• **TASK DESCRIPTION**:
Please output the entries below from the line that contains "Each instance of the lamp" through the final line, reproduced exactly and alone.

Coordinate annotation entries:
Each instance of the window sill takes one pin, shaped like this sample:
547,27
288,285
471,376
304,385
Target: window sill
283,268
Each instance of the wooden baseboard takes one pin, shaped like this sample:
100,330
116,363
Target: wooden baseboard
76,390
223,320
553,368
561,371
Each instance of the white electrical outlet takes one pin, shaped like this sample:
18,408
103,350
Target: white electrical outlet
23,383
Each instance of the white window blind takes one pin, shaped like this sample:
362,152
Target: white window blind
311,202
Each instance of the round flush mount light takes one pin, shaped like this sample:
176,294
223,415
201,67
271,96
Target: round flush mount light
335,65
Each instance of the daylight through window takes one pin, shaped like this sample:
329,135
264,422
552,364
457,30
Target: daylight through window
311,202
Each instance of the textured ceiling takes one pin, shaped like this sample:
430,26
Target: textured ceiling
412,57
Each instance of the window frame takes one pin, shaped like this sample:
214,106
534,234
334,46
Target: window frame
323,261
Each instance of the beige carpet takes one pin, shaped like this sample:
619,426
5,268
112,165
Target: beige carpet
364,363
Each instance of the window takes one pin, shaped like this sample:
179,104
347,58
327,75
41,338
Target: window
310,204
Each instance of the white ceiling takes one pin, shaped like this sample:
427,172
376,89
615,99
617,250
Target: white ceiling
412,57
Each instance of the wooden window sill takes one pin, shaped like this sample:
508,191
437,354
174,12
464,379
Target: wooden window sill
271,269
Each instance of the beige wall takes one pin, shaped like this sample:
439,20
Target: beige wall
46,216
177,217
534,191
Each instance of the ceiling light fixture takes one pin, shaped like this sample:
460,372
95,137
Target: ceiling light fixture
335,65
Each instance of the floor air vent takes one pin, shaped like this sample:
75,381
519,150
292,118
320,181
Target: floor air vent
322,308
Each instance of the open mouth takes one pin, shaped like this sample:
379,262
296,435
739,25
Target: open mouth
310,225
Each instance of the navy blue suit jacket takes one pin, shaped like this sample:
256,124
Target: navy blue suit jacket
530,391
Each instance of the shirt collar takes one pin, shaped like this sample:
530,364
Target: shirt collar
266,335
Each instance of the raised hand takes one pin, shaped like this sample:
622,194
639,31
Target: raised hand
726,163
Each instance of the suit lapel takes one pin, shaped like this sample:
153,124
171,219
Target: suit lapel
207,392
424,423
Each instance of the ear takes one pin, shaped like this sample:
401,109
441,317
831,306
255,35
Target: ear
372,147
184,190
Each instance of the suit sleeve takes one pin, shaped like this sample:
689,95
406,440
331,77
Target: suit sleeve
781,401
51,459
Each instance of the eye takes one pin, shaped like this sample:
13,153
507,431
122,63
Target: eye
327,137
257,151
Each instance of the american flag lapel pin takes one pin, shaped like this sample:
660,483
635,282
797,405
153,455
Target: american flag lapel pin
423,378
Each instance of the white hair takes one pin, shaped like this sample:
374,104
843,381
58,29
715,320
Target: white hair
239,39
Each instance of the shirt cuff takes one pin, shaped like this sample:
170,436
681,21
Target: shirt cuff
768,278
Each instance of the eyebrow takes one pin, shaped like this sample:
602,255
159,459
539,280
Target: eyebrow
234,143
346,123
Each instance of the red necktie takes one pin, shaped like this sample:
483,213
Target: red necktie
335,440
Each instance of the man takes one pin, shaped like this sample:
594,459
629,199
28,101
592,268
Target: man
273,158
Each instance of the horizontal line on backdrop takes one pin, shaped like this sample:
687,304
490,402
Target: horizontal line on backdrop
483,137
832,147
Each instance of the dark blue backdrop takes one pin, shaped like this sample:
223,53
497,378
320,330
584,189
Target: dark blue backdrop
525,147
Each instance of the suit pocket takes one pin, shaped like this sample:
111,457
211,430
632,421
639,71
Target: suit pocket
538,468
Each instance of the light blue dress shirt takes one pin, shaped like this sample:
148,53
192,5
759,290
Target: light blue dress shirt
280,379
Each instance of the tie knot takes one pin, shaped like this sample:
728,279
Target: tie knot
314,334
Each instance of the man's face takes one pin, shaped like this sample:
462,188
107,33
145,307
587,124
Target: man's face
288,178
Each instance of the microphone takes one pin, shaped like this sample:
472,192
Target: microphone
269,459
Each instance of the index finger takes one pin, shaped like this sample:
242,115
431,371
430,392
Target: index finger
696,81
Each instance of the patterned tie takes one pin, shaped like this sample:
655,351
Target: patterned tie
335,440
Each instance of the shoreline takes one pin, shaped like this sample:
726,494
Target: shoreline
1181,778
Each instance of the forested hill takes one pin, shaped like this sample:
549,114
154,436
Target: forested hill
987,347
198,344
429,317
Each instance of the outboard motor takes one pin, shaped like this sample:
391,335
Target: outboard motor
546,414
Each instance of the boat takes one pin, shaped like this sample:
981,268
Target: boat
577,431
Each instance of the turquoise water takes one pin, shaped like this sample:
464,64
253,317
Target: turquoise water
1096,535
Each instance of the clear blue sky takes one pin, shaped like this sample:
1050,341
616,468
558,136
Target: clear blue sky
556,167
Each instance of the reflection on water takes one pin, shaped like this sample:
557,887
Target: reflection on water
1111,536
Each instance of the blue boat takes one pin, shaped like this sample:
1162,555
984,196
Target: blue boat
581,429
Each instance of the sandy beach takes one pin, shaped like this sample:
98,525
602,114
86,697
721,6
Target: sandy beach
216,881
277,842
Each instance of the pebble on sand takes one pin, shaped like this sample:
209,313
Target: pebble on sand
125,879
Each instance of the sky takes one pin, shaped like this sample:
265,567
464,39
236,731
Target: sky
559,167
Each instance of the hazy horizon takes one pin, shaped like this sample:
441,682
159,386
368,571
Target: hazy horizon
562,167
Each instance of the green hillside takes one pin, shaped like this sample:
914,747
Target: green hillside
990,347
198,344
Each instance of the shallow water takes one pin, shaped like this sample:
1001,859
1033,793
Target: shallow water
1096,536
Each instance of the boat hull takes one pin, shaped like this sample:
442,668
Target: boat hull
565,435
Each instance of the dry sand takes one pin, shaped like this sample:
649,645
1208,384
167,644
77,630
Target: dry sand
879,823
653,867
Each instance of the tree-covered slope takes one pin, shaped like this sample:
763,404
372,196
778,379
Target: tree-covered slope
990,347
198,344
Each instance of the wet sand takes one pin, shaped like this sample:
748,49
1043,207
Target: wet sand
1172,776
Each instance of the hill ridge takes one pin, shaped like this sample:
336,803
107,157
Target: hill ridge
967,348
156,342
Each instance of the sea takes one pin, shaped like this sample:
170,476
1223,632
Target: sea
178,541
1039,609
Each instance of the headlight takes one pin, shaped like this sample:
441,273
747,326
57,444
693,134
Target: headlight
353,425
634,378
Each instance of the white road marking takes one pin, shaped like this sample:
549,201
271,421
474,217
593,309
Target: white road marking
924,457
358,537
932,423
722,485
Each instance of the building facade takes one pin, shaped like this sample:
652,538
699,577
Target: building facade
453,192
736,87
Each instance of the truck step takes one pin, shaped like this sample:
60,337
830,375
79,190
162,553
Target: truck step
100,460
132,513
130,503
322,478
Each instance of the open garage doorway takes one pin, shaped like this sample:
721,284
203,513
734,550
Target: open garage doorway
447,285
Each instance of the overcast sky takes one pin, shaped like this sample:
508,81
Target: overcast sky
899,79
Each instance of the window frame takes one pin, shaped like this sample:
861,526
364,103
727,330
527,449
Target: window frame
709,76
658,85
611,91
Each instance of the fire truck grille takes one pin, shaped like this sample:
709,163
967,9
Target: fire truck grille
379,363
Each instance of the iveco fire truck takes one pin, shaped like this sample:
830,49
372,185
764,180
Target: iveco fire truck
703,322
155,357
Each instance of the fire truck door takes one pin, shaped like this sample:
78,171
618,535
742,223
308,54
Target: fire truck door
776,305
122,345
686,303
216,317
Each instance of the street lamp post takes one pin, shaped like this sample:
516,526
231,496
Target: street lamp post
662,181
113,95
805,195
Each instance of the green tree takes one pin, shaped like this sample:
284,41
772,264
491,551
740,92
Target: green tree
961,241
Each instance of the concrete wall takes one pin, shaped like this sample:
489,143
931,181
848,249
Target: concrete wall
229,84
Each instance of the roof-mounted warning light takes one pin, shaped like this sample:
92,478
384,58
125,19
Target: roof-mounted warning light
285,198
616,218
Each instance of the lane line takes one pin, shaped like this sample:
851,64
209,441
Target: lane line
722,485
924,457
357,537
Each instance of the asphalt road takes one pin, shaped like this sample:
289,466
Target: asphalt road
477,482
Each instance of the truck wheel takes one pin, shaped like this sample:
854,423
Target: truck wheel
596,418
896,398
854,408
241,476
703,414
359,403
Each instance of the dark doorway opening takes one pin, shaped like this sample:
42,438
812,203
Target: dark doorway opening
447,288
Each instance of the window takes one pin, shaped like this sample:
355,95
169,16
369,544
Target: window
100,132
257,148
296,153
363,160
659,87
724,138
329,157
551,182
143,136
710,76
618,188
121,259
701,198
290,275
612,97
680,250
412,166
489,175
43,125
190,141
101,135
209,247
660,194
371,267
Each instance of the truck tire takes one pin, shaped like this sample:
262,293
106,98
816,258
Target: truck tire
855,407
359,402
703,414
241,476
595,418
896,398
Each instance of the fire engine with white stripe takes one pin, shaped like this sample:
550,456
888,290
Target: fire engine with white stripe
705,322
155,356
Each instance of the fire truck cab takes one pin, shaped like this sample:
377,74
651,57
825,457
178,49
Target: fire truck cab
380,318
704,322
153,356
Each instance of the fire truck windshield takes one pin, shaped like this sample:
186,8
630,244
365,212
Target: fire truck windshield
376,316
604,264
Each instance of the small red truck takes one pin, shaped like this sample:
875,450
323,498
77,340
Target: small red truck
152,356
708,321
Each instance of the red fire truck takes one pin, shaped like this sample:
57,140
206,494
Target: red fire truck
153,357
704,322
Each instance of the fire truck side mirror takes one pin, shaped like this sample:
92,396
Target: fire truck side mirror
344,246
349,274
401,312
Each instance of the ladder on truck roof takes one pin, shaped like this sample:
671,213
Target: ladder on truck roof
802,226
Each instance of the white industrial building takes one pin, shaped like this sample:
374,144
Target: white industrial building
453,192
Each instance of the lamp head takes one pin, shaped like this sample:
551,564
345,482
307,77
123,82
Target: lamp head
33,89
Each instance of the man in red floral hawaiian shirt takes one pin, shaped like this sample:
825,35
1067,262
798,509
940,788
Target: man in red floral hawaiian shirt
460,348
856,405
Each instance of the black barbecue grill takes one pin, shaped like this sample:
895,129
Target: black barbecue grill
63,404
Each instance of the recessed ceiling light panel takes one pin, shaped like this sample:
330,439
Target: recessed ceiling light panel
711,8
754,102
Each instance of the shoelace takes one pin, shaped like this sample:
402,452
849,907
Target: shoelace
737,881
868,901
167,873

• **WRITTEN SOLUTION**:
Each instance of the lamp head takes one pin, shaped like this sample:
551,564
345,482
307,77
123,82
Target: lamp head
33,89
Each instance of the man in red floral hawaiian shirt takes one pin, shaped like this sample:
825,35
1067,262
798,509
940,788
Target: man in red floral hawaiian shirt
460,348
856,405
Each instance of the black barbecue grill takes one pin, shaped like this sample:
895,129
Target: black barbecue grill
63,404
Each instance of the recessed ceiling light panel takes one pin, shaped like this sample:
330,439
Target: recessed ceiling light panel
711,8
754,102
Each instance of the shoelace takes one pin, shaped like this sample:
402,452
849,907
Target: shoelace
737,881
868,901
167,873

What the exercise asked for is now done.